# TASK PROMPT:
From the wiki scope text, output verbatim the passage that opens with the words containing "What this wiki" and closes with "a network boundary.".

# EXCERPTED TEXT:
....

What this wiki does not cover

  • Training. Inference only. Training has its own concerns (gradient communication, mixed-precision optimizers, fault recovery) that don't apply here.
  • Multi-node. Single-node only. The interconnect story changes substantially when you cross a network boundary.
  • Hopper, Ampere, or earlier. Mentioned for contrast but not the focus.
  • AMD, Intel, or non-NVIDIA GPUs. The kernel-library and ISA story is NVIDIA-specific.
  • Specific commercial products or buying advice. This is technical, not a recommendation.

Audience

The wiki is written for one of three reader types, in order of how much benefit they'll get:

  1. An ML engineer holding a workstation Blackwell card trying to understand why model-X-from-the-frontier-lab won't run, or runs at 5 % of the throughput it "should." You'll want to read top-to-bottom.

....

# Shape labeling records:
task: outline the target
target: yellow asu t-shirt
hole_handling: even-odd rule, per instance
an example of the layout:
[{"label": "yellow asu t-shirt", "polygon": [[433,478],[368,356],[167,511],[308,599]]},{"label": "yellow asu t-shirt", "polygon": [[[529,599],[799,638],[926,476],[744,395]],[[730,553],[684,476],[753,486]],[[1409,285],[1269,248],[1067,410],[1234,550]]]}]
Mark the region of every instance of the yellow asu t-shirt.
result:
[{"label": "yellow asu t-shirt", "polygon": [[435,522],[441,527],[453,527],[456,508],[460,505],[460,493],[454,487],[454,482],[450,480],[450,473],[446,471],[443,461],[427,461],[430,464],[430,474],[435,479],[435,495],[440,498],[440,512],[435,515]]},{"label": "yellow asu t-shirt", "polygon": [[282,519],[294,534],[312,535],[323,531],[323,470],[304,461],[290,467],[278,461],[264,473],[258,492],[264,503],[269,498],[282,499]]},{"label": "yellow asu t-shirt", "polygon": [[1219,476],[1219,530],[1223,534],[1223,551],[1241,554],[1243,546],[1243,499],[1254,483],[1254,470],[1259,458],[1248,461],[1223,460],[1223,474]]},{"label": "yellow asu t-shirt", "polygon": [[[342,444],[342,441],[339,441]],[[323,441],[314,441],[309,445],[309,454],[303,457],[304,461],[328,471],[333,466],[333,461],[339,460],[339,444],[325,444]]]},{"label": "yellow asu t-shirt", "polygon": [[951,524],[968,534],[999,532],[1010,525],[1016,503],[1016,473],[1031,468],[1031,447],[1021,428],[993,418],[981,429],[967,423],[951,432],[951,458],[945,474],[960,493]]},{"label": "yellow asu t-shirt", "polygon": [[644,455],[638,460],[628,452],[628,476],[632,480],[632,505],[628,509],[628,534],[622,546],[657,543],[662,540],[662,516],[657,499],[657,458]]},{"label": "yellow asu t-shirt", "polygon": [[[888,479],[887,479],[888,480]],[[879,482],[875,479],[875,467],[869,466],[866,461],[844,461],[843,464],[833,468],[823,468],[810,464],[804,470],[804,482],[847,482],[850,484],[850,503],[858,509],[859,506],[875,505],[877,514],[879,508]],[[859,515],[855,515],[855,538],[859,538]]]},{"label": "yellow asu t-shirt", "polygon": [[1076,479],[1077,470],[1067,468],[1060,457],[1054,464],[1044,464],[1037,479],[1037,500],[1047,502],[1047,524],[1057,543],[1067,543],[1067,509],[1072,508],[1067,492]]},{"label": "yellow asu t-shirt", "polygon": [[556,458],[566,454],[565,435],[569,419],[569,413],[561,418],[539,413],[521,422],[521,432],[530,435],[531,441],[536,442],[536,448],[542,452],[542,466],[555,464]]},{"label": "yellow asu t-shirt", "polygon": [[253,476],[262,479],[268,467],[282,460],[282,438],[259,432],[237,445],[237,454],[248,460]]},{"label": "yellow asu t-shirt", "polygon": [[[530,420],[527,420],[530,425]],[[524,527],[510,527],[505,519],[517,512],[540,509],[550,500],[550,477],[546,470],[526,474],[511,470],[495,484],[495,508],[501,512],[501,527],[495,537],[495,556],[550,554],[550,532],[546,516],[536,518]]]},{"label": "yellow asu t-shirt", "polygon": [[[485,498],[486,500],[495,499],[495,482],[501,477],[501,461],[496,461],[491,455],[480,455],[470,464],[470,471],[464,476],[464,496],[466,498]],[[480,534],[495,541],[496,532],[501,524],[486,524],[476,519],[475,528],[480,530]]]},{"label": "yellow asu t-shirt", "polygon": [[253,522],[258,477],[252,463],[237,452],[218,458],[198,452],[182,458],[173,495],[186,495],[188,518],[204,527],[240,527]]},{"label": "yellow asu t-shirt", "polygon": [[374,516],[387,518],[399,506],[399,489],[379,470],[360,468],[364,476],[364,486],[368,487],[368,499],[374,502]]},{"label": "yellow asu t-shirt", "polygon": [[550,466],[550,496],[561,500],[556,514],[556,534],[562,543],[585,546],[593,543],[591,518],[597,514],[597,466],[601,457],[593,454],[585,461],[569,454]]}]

....

# ANSWER TO THE EXERCISE:
What this wiki does not cover

  • Training. Inference only. Training has its own concerns (gradient communication, mixed-precision optimizers, fault recovery) that don't apply here.
  • Multi-node. Single-node only. The interconnect story changes substantially when you cross a network boundary.